Go to the line in the data below that contains "positive clicks: (175, 322)". Write it out exactly, along with every later line through the last, and nothing else.

===== Exercise materials =====

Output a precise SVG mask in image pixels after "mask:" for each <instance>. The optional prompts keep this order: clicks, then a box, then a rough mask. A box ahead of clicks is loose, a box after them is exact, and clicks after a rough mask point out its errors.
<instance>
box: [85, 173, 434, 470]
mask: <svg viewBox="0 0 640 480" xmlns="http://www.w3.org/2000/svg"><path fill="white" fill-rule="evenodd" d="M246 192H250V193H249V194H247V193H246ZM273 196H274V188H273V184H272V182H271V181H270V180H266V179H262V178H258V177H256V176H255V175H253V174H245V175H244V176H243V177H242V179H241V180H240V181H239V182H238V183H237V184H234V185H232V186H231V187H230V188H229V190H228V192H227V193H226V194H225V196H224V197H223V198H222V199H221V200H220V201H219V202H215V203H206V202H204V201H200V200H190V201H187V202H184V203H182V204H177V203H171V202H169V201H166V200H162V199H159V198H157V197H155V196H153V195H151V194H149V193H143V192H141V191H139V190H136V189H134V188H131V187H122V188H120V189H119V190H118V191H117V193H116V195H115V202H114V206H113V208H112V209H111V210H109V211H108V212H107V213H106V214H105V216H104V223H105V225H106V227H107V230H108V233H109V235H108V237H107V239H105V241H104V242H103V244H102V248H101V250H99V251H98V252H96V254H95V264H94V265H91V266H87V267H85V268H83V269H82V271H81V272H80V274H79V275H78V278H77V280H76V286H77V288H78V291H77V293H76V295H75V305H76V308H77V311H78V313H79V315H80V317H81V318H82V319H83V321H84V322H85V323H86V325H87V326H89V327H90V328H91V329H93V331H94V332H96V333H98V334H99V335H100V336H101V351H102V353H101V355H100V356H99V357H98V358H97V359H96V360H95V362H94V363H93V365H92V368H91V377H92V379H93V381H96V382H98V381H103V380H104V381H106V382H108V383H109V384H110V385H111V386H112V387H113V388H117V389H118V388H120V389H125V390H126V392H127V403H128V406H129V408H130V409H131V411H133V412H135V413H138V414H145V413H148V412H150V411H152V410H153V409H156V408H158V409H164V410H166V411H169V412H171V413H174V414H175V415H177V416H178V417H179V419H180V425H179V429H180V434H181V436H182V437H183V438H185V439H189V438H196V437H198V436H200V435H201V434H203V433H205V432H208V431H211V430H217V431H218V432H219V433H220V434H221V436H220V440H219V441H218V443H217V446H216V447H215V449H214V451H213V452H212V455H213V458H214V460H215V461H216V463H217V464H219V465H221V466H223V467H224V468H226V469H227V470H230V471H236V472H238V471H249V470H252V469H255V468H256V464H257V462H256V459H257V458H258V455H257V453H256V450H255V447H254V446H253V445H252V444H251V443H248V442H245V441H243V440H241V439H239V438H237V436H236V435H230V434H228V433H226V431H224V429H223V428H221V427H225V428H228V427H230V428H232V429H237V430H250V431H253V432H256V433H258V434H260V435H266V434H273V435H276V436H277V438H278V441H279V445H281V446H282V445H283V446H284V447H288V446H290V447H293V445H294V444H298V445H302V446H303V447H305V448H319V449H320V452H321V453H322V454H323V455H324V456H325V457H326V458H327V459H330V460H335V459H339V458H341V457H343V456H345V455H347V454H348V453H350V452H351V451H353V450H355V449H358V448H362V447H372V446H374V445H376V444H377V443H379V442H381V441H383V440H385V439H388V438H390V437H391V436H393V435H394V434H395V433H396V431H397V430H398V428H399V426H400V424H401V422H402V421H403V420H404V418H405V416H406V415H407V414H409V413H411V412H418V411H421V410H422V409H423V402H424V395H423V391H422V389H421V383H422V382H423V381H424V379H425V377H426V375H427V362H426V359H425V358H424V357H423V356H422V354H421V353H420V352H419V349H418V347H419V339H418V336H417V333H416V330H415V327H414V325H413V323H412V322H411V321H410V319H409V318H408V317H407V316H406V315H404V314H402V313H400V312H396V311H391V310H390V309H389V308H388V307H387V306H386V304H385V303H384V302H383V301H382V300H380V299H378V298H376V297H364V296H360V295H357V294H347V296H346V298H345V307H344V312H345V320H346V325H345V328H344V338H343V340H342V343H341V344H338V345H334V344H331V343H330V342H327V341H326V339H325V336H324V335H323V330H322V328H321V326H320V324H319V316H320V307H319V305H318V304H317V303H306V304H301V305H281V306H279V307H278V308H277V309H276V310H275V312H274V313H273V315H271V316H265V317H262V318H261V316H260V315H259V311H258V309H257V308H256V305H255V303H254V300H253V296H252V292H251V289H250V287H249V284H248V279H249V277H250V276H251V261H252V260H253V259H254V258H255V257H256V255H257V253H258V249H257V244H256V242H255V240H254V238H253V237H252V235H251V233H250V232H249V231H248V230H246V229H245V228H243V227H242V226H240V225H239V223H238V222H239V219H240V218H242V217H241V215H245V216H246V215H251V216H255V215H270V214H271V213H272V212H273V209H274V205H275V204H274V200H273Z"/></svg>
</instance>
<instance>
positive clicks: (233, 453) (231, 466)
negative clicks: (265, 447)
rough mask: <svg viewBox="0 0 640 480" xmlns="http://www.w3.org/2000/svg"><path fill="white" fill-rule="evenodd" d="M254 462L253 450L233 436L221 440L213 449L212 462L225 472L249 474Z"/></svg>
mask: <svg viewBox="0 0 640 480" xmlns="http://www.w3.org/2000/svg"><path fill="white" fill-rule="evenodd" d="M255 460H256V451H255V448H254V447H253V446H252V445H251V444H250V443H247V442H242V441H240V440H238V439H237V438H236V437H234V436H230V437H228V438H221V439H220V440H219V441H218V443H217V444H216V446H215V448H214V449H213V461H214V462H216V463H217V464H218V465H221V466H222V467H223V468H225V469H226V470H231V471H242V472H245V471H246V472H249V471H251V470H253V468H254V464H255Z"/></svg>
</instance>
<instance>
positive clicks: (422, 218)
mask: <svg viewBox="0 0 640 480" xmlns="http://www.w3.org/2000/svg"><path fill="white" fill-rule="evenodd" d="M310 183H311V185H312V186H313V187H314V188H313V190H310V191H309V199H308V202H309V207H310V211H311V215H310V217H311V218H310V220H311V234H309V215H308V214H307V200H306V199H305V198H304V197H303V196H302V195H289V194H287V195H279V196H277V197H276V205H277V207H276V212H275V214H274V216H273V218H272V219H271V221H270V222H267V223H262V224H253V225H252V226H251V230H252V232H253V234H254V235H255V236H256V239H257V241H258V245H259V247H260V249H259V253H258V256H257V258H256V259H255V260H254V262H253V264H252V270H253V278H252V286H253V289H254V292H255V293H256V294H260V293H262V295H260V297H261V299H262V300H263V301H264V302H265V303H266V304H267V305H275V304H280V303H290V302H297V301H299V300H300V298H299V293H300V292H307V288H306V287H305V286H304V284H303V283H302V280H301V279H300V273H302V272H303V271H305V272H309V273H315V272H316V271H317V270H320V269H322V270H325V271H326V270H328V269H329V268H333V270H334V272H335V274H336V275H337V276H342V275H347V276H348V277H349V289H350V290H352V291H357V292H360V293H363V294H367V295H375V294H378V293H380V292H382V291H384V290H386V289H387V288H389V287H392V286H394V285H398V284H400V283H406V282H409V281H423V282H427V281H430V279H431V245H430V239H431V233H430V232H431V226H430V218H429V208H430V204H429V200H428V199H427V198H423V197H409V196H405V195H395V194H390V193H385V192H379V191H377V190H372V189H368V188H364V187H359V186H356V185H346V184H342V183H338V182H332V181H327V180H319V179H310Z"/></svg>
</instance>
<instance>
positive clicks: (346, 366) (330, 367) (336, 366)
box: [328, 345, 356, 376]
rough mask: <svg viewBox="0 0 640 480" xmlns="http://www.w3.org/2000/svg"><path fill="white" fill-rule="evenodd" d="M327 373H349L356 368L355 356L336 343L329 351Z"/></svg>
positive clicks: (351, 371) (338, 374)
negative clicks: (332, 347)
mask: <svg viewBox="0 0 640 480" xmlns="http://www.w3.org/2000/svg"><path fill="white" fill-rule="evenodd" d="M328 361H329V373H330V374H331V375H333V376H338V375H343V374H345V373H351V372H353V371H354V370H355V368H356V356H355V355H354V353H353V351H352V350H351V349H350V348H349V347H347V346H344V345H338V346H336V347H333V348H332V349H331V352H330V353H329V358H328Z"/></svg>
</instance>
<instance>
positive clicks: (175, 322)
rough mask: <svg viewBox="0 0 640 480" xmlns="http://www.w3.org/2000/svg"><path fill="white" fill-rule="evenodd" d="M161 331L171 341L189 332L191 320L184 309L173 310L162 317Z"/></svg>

=====

Solution for this problem:
positive clicks: (175, 322)
rough mask: <svg viewBox="0 0 640 480" xmlns="http://www.w3.org/2000/svg"><path fill="white" fill-rule="evenodd" d="M161 331L171 341L189 332L191 320L184 309L173 310L162 317Z"/></svg>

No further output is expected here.